--- Excerpt provided ---
◇ ◇ ◇ ◇
For the most part, in my column, nature has been the good guy, and modern technology has been the villain, at least in modern society. It is because I have tried to show that modern technology is creating a lot of sensory distortion which, in turn, is creating a lot of pathological states of mind and pathological behavior in people. When the column first began, I discussed both understimulation and overstimulation as sources of sensory distortion. But as time went on, I realized that most people were fully aware of sources of overstimulation like overcrowding in modern cities, noise pollution, air pollution, modern construction sites, and speeding highways. What they weren’t focused on were the negative effects of sources of understimulation: smooth mediated frictionless living environments and spaces like modern suburban subdivisions, highrise residence and office buildings, the interior ride of modern trains, planes and cars. And modern minimalist architecture and modern minimalist apartment and office interiors. These understimulating living environments have been what people aspired to as a means by which they could rise above the perishability of more natural and traditional living environments. At the same time, these environments generated so much numbness. And the numbness has been exaggerated by all the time spent in the mediated world of screen reality: movies, television, video games, computers, smartphones and tablets. It has also been exaggerated by the increasing encroachment of robots on modern human work activities.
On the other hand, I have painted nature and more traditional living environments as sources of grounding, oases within the larger context of the desert of modern technological society. If in the earlier history of humanity, nature was a source of constant perishability with its hurricanes, earthquakes, wildfires, extreme cold, extreme heat, drought, famine, disease, wild animals and poisonous plants, in more recent times, in spite of these dangerous manifestations, nature has seemed to be a good counterweight to modern technology. A source of grounding, a field of experience that provides experiential surfaces for organic imprints. A place to gain traction as one moves through life to create a narrative.
Anyway, as modern technology became more and more powerful and more and more all- encompassing, it became increasingly the enemy and nature and more traditional living environments became increasingly the good guys. Nature was that which supported our mammalian foundations with organic stimulation and prevented us from becoming robotized.
◇ ◇ ◇ ◇
--- Raw data ---
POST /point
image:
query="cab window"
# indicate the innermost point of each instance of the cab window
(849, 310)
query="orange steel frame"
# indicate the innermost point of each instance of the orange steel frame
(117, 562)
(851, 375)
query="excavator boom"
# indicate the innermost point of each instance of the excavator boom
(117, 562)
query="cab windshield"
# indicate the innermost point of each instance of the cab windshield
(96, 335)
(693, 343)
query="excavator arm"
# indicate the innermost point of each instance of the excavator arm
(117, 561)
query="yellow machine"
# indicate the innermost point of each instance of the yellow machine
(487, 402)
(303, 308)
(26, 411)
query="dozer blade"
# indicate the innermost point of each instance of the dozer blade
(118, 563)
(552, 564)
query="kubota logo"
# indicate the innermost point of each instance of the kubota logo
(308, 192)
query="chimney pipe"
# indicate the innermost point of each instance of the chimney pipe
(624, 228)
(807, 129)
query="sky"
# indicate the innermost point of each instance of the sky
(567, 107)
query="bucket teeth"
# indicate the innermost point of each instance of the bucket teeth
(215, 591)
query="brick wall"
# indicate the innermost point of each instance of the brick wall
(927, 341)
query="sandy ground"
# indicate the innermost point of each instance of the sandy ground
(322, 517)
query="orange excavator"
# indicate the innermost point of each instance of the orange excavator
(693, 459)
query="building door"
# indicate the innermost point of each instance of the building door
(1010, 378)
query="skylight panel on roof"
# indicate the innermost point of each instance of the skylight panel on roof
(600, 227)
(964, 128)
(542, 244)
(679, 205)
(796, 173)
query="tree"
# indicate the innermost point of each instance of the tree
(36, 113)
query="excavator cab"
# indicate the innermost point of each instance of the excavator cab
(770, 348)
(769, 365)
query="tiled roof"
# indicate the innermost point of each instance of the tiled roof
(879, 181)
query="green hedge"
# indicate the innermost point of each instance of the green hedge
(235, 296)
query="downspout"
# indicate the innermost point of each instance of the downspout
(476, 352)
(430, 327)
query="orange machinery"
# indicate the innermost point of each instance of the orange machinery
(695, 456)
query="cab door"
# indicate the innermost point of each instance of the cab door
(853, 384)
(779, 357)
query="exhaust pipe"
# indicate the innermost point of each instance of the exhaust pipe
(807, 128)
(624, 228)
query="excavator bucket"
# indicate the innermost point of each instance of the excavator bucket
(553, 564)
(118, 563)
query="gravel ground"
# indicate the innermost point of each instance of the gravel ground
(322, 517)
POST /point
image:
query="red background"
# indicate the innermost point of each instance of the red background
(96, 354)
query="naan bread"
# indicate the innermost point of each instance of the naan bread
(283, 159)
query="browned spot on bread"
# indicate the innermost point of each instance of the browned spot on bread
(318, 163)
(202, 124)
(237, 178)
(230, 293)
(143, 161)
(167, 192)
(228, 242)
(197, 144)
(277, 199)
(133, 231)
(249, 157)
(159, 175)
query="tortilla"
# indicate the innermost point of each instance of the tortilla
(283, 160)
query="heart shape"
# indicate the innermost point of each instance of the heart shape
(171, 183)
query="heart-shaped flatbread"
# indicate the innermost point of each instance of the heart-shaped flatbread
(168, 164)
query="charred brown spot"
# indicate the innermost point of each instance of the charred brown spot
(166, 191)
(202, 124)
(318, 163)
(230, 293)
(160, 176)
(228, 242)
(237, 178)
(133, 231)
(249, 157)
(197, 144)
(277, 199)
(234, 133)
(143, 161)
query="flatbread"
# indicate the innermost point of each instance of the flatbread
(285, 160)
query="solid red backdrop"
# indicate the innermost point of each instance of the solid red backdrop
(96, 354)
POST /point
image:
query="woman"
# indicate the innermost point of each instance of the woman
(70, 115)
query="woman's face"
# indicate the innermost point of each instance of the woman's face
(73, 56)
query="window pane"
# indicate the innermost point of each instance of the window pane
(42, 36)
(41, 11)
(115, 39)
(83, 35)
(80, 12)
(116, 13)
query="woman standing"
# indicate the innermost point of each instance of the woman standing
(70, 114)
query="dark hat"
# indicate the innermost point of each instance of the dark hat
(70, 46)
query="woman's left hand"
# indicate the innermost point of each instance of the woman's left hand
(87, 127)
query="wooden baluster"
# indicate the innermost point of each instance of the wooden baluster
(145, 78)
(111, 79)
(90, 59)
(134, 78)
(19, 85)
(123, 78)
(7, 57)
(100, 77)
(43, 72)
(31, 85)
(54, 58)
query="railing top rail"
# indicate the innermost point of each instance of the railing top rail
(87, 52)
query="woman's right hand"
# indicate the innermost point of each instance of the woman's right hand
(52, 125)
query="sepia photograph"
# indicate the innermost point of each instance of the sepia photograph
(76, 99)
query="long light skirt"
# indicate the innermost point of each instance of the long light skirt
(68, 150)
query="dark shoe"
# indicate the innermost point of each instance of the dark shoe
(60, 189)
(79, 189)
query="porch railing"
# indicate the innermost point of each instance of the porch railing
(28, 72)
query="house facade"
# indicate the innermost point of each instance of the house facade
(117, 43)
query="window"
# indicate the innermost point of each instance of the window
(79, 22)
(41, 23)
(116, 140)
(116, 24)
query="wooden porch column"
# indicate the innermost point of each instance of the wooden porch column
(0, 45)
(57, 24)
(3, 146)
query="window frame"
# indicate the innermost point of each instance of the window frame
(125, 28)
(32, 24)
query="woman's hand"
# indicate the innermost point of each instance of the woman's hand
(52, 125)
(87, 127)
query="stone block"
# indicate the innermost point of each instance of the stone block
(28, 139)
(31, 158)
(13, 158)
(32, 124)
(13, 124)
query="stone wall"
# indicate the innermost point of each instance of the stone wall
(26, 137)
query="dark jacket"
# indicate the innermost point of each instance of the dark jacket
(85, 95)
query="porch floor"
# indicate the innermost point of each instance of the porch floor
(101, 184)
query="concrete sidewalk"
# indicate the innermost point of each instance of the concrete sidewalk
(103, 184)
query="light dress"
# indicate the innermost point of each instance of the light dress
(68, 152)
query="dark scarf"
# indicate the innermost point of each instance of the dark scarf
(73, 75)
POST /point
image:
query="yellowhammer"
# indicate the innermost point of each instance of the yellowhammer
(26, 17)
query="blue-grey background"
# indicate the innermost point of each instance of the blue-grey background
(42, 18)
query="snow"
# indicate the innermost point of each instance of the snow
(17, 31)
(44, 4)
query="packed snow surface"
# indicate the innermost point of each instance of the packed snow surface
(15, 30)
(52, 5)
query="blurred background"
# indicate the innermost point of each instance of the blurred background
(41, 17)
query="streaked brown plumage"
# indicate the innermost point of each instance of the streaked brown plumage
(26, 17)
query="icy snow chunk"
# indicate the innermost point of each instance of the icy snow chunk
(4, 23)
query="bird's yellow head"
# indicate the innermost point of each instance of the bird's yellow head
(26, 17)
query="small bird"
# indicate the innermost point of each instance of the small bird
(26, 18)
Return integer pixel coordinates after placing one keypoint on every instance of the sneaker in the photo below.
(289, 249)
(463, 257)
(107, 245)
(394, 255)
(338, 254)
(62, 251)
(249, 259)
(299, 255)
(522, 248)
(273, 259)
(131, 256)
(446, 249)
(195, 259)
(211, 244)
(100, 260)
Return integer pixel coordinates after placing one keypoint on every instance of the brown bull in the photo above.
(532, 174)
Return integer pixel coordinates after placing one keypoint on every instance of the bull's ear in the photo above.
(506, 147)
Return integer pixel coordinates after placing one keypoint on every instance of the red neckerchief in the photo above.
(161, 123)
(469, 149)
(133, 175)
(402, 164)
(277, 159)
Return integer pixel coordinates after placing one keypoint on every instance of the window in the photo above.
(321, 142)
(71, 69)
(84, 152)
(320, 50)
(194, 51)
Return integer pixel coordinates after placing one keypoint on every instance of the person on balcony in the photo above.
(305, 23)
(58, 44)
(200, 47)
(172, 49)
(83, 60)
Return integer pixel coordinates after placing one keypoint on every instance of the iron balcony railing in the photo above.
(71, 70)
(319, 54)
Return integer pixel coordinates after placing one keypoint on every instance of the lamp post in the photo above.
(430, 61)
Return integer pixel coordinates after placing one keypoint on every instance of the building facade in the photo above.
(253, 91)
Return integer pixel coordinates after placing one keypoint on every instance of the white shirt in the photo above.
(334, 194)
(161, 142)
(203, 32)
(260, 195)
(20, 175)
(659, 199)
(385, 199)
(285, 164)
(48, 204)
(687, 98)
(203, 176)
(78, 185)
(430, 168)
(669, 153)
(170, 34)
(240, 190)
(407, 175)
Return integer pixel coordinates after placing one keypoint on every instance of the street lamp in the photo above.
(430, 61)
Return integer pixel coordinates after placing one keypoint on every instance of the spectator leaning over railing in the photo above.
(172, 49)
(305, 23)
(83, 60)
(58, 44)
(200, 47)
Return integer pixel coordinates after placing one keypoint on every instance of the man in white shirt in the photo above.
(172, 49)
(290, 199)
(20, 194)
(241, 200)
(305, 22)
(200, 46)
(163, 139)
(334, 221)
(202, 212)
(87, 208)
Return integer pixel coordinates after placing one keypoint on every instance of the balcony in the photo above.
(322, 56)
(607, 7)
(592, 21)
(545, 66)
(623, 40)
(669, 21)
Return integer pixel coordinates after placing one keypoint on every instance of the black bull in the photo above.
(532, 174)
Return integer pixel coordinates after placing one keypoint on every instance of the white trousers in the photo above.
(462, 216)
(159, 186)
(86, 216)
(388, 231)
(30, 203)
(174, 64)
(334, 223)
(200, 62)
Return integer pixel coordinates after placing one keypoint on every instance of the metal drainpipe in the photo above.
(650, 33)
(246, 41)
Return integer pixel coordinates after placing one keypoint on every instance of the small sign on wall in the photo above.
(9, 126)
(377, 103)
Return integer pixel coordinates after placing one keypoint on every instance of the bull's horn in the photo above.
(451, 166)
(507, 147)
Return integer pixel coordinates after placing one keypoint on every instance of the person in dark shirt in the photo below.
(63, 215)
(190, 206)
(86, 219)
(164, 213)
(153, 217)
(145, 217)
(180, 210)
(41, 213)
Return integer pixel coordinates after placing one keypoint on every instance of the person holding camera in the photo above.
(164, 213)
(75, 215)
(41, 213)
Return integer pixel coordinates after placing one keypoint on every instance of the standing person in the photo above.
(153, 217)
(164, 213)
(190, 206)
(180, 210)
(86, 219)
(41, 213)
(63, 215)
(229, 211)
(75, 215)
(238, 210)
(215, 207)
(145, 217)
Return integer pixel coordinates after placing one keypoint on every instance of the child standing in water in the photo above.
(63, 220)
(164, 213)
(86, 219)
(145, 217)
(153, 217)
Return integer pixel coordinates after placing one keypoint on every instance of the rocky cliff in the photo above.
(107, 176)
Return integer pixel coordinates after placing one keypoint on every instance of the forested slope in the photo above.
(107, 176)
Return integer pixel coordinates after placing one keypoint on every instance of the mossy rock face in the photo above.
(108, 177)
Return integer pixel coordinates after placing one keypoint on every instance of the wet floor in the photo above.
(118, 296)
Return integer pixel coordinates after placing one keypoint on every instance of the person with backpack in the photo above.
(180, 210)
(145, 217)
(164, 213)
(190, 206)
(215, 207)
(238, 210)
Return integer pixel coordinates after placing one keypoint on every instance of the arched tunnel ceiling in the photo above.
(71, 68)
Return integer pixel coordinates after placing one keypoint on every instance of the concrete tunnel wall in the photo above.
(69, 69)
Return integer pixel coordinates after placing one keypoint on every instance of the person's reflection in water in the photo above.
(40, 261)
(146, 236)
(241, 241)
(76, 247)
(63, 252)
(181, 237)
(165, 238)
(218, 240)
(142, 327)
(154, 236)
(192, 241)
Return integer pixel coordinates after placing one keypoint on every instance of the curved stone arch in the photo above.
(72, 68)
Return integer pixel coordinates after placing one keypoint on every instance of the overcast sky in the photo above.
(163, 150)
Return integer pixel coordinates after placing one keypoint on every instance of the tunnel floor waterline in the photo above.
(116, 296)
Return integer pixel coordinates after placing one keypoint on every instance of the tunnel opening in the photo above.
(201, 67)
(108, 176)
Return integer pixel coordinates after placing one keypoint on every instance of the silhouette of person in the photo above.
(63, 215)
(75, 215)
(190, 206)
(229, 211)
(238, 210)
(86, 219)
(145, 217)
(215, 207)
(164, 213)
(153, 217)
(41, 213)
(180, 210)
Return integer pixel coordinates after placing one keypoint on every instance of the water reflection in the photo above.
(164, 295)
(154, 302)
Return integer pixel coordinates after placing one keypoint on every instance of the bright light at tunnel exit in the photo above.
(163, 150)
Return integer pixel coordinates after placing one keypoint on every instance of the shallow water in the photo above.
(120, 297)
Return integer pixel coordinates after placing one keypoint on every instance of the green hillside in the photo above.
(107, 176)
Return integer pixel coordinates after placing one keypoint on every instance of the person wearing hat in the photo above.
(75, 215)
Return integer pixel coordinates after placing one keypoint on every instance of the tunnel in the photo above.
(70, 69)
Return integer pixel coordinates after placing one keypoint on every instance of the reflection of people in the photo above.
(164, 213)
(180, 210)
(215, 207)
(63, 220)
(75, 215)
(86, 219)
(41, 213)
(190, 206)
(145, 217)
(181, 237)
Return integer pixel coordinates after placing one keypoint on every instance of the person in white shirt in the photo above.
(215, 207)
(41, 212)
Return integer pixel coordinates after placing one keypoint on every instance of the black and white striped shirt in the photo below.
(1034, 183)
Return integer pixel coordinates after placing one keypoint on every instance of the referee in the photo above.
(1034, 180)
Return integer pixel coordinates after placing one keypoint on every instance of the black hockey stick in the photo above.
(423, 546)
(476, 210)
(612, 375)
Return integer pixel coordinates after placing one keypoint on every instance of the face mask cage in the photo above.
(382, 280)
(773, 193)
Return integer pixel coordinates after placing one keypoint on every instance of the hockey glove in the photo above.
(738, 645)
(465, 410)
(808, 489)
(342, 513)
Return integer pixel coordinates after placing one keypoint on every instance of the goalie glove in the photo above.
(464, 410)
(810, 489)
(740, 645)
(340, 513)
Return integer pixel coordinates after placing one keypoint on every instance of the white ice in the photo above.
◇ ◇ ◇ ◇
--- Task brief ---
Decide whether each statement agrees with the excerpt on nature and modern technology, answering yes or no and quoting the words from the excerpt that settle it: (a) When the column began, only overstimulation was discussed as a source of sensory distortion. (b) Highrise residence and office buildings are named as sources of understimulation. (c) In the earlier history of humanity, nature posed little danger. The data come from a different source than the excerpt.

--- The completed task ---
(a) No: "I discussed both understimulation and overstimulation as sources of sensory distortion."
(b) Yes: "highrise residence and office buildings"
(c) No: "nature was a source of constant perishability with its hurricanes, earthquakes, wildfires, extreme cold, extreme heat, drought, famine, disease, wild animals and poisonous plants"